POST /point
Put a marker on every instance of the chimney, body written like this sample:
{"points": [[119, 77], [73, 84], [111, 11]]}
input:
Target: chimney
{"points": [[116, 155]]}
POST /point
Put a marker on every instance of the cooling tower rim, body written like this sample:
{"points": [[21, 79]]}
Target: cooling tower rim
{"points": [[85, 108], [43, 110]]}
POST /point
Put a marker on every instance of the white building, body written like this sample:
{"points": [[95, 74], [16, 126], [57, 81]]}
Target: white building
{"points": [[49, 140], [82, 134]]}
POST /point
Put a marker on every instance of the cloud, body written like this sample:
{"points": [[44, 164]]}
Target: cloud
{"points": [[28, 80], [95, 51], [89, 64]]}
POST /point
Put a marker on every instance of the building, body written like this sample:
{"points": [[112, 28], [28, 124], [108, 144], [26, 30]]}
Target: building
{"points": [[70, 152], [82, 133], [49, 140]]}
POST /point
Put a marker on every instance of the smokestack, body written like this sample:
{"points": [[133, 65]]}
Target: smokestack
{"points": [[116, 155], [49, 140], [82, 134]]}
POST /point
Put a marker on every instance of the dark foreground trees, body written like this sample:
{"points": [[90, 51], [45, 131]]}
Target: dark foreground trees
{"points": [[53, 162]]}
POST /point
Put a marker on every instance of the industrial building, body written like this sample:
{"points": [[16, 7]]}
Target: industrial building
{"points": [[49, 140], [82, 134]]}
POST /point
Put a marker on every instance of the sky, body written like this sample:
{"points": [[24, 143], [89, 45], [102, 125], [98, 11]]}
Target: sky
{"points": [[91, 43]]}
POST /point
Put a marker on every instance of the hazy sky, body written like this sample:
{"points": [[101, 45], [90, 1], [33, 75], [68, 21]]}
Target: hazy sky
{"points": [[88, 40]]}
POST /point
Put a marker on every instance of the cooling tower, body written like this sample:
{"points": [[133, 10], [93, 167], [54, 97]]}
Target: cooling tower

> JOB: Your task is to give the records above again, exactly.

> EXERCISE OUTPUT:
POST /point
Put a marker on every instance of the chimney, body written like this sample:
{"points": [[119, 77], [73, 84], [111, 11]]}
input:
Target: chimney
{"points": [[116, 155]]}
POST /point
Put a marker on every instance of the cooling tower rim, body written like this sample:
{"points": [[21, 79]]}
Target: cooling tower rim
{"points": [[85, 108], [43, 110]]}
POST /point
Put a marker on every instance of the white building, body written like this sample:
{"points": [[95, 74], [16, 126], [57, 81]]}
Target: white building
{"points": [[49, 140], [82, 134]]}
POST /point
Put a marker on every instance of the cloud, body written like this sample:
{"points": [[44, 164]]}
Target: cloud
{"points": [[28, 80], [95, 51], [89, 64]]}
POST /point
Put a marker on every instance of the building, body written like this sample:
{"points": [[112, 28], [28, 124], [108, 144], [26, 30]]}
Target: building
{"points": [[70, 152], [82, 133], [49, 140]]}
POST /point
Put a marker on every instance of the smokestack, body written like this sample:
{"points": [[133, 65]]}
Target: smokestack
{"points": [[116, 155], [49, 140], [82, 134]]}
POST /point
Put a marker on every instance of the dark foreground trees, body written like this sample:
{"points": [[90, 51], [45, 131]]}
Target: dark foreground trees
{"points": [[53, 162]]}
POST /point
Put a marker on every instance of the industrial building, body written like this sample:
{"points": [[16, 7]]}
Target: industrial building
{"points": [[49, 140], [82, 134]]}
POST /point
Put a marker on every instance of the sky, body written like this sample:
{"points": [[24, 143], [89, 45], [102, 125], [98, 11]]}
Target: sky
{"points": [[91, 43]]}
POST /point
Put a marker on every instance of the hazy sky, body written like this sample:
{"points": [[101, 45], [90, 1], [33, 75], [68, 21]]}
Target: hazy sky
{"points": [[88, 40]]}
POST /point
Put a marker on every instance of the cooling tower, body written like this sample:
{"points": [[133, 10], [93, 167], [54, 97]]}
Target: cooling tower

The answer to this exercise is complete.